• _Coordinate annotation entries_

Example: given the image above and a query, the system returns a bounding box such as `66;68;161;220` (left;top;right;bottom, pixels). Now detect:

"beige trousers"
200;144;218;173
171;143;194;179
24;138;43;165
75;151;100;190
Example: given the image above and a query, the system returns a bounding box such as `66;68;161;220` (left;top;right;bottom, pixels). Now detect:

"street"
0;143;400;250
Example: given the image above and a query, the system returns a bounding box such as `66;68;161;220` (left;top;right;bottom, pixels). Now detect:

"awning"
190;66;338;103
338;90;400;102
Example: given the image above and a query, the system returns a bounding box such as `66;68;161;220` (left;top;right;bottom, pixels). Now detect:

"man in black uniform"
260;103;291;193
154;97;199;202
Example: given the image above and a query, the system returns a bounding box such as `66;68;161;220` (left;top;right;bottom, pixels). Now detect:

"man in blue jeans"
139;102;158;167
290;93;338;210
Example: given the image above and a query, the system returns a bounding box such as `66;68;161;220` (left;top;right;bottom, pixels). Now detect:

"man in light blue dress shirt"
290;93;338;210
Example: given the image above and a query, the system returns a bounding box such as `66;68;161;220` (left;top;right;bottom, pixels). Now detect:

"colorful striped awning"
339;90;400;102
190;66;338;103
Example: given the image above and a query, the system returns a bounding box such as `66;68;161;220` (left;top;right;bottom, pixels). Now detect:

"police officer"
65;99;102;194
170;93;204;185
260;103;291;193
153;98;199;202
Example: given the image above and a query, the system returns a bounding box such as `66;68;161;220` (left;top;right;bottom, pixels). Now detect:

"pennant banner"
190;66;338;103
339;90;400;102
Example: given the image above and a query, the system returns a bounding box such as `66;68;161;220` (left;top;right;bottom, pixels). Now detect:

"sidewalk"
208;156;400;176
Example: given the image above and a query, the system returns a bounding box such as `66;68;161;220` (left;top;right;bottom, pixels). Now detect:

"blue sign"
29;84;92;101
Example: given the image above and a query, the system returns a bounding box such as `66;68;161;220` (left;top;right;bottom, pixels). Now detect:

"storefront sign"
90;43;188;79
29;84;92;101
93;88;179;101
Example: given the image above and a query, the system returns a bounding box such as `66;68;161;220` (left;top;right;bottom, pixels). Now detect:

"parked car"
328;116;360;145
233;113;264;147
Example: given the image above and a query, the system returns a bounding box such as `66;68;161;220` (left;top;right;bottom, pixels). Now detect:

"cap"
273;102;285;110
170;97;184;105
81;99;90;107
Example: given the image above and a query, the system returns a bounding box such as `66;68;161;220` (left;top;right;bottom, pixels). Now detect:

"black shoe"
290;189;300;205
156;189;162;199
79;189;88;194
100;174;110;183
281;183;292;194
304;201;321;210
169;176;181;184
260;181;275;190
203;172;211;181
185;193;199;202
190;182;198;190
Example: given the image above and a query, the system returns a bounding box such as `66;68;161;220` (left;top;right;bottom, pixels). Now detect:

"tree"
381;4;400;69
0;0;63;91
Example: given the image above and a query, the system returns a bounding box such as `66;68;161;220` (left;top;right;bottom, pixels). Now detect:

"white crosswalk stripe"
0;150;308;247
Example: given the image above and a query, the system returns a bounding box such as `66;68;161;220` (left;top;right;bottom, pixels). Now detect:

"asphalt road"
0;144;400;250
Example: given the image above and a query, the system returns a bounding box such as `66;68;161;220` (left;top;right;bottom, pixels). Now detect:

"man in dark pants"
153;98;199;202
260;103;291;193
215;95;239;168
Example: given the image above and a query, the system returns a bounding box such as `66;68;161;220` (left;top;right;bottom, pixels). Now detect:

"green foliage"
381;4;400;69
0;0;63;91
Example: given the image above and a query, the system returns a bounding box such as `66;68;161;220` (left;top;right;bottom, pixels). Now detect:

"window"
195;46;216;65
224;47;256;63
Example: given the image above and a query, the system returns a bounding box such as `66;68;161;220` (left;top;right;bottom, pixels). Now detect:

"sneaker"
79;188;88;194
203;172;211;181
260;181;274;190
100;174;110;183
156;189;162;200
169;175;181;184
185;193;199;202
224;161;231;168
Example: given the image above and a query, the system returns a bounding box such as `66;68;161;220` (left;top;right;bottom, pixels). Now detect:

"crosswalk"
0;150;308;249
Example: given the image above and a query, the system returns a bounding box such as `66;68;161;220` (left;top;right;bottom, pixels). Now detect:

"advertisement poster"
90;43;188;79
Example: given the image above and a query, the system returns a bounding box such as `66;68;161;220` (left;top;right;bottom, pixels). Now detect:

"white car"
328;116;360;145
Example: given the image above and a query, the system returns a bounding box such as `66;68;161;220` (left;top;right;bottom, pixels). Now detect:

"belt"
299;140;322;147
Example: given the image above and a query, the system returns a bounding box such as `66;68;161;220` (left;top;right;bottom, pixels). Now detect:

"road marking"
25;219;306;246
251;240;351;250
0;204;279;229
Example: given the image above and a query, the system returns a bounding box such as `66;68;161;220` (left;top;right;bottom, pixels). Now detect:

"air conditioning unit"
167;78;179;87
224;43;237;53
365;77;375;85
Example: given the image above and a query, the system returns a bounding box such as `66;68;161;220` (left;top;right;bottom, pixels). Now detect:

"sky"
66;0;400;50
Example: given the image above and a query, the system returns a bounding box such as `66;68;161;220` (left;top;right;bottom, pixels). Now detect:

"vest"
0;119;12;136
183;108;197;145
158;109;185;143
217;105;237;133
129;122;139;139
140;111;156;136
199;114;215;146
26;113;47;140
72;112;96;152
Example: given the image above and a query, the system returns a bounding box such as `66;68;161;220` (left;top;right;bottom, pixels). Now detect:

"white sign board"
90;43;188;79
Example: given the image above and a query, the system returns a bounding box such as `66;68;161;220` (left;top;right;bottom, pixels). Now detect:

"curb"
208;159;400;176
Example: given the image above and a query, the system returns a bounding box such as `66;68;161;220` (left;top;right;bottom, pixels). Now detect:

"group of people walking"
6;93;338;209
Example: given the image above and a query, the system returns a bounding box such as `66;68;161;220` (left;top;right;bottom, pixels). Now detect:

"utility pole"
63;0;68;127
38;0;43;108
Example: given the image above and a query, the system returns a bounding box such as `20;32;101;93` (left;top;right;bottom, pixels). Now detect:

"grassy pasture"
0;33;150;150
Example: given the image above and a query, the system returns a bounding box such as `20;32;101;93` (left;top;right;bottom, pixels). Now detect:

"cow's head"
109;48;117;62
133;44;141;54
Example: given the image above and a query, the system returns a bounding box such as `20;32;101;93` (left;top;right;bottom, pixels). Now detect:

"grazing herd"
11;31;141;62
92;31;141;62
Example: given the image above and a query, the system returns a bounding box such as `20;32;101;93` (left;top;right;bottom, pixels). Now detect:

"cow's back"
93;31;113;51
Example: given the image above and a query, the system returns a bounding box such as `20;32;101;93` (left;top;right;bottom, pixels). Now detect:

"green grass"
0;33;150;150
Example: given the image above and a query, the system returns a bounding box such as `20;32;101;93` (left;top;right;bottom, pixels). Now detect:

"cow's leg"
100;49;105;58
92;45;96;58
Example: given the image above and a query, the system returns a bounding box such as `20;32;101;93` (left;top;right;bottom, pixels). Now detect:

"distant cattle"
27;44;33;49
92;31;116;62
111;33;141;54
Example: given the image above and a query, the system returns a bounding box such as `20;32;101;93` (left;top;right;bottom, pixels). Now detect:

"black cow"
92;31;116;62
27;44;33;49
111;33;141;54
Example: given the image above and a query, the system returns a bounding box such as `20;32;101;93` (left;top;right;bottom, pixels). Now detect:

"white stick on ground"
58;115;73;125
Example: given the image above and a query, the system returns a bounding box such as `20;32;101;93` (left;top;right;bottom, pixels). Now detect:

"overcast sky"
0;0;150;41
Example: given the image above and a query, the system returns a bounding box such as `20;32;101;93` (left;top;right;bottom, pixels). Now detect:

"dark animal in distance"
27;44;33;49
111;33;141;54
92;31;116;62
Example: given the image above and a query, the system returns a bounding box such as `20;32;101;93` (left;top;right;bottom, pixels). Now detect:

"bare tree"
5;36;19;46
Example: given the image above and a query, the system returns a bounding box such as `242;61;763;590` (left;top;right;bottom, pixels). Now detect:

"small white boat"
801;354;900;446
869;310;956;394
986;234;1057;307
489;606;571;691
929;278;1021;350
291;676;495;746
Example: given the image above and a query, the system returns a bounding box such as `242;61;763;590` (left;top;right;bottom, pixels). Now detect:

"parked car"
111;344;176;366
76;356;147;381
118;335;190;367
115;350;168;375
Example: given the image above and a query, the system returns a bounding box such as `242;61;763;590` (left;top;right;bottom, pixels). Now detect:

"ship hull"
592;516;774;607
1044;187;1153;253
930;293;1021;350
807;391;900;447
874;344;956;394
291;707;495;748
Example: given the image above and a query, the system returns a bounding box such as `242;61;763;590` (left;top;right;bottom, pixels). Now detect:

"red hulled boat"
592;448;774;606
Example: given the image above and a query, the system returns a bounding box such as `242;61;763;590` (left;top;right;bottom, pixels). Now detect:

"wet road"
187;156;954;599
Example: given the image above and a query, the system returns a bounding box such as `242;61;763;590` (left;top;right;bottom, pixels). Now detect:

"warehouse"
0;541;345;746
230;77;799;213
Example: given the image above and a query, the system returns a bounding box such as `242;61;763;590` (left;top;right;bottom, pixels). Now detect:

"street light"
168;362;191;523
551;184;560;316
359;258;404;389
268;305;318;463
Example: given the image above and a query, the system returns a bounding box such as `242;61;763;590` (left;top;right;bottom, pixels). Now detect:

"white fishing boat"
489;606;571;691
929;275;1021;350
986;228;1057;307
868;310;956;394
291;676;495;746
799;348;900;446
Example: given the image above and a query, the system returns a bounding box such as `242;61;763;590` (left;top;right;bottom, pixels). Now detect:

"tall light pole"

• _What the task asks_
Rewrite the lines from the start of the records through the line holding "338;90;400;102", inclusive, with "awning" replaced by "canopy" and everything else left unchanged.

• _Result below_
Example: given the image above and a query, the system returns a bounding box such as `66;68;161;220` (left;top;right;bottom, pixels). Now detect:

"beige trousers"
200;144;218;173
171;143;194;179
24;138;43;165
75;151;100;190
Example: given the image above and a query, the system returns a bounding box such as `66;68;161;220` (left;top;right;bottom, pixels). Now detect:

"street"
0;143;400;250
Example: given the image above and a query, the system returns a bounding box such as `66;68;161;220` (left;top;right;bottom, pixels). Now detect:

"canopy"
190;66;338;103
338;90;400;102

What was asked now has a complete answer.